→ **WORK TASK**
Set out the records again, keeping every word as it is.
EXTRACTED DATA: Begin
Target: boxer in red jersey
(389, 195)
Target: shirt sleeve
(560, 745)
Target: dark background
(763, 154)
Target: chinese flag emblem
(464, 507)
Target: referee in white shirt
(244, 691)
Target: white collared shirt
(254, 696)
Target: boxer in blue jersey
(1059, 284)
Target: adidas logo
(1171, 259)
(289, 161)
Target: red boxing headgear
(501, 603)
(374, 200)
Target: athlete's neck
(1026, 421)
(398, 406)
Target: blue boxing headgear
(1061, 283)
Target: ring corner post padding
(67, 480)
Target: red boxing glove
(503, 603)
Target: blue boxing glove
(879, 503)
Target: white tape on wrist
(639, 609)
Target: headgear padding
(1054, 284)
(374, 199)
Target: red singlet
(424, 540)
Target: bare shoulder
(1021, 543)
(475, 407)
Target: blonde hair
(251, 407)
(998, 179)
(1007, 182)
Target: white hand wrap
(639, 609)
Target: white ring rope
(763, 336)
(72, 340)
EXTRACTED DATA: End
→ **TASK ANSWER**
Target: boxer in red jersey
(389, 195)
Target: shirt sleeve
(560, 745)
Target: dark background
(763, 154)
Target: chinese flag emblem
(464, 507)
Target: referee in white shirt
(244, 691)
Target: white collared shirt
(254, 696)
Target: boxer in blue jersey
(1059, 284)
Target: adidas logo
(1171, 259)
(289, 161)
Target: red boxing headgear
(501, 603)
(374, 200)
Target: athlete's neck
(1026, 421)
(398, 406)
Target: blue boxing headgear
(1061, 283)
Target: ring corner post padding
(67, 480)
Target: red boxing glove
(503, 603)
Target: blue boxing glove
(879, 503)
Target: white tape on wrist
(639, 609)
Target: headgear padding
(1054, 284)
(374, 199)
Target: red singlet
(424, 540)
Target: bare shoulder
(1021, 543)
(475, 407)
Target: blonde hair
(251, 407)
(998, 179)
(1007, 182)
Target: white hand wrap
(639, 609)
Target: white ring rope
(763, 336)
(72, 340)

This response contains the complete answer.